* _GIVEN REQUEST_: Your task is to repeat the entries underneath exactly, minus the pictures.

* _DATA FOR PROCESSING_:
━━━
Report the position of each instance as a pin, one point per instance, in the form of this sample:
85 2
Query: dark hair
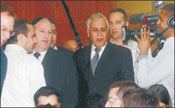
123 86
6 8
95 100
140 97
47 91
36 20
46 106
53 22
169 8
121 11
20 27
162 93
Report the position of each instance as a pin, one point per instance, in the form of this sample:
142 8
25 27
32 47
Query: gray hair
97 15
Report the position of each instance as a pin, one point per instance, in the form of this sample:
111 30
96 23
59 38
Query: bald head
71 45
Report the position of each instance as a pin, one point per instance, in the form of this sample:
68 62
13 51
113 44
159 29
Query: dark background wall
79 10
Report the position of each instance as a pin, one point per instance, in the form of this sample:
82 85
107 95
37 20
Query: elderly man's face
54 38
98 32
7 25
43 31
116 23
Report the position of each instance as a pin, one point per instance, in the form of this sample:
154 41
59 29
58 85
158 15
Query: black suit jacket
3 67
114 65
60 72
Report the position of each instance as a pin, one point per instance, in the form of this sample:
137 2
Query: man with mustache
102 62
59 68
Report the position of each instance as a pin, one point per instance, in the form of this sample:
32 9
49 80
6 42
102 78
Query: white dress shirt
158 70
41 57
93 51
24 77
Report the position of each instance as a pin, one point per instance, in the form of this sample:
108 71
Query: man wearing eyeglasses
7 25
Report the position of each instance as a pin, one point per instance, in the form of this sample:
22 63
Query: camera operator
158 69
117 21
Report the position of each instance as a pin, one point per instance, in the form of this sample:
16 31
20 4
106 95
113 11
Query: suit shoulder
81 50
119 48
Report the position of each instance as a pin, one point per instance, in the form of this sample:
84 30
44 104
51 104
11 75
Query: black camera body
144 18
━━━
* _FINAL RESULT_:
Report the position of each instance as a pin, one point per instance, in the form of this sample:
85 2
Query: dark hair
123 86
6 8
95 100
140 97
47 91
36 20
46 106
53 22
169 8
121 11
20 27
162 93
Report the position of each instance as a pin, one point per instance, in the form of this sample:
142 8
25 27
32 47
Query: gray hair
97 15
Report the position of each instance as a pin, one point per instance, in the form of this sample:
111 30
96 23
59 38
Query: bald head
71 45
Report the position of each instance as a pin, one point per instance, in the form of this sample:
68 62
13 51
113 44
159 29
Query: dark background wall
79 10
Report the position of each instance as a pin, one point per instance, in the form of this sample:
82 85
107 95
37 20
Query: elderly man's face
54 38
98 32
7 25
43 31
116 23
Report the position of each instance as a pin, one point per instance, in the form of this sample:
154 41
59 29
58 85
158 15
Query: black suit jacket
3 67
114 65
60 72
Report the position of each instance as a pin, one point per instance, in the form of this sample:
137 2
Query: man with mustache
102 62
59 68
Report the position of each instance as a pin, one point per instance, in the form of this sample:
32 9
49 80
6 42
102 78
Query: white dress shirt
158 70
41 57
93 51
24 77
Report the position of each instance as a pin, one point per instance, in the form of this sample:
108 71
Query: man wearing eyeglasses
7 25
Report the position of each instance as a pin, one point per instance, in the form of this sample:
22 63
Query: camera operator
158 69
117 21
Report the position of each instance as a pin, one point per instance, in the form of this sample:
16 31
20 4
106 95
113 11
Query: suit shoulder
81 50
119 48
Report the position of each instance as a pin, one point per instance, in the form of this sample:
84 30
44 104
51 104
11 75
Query: black camera body
144 18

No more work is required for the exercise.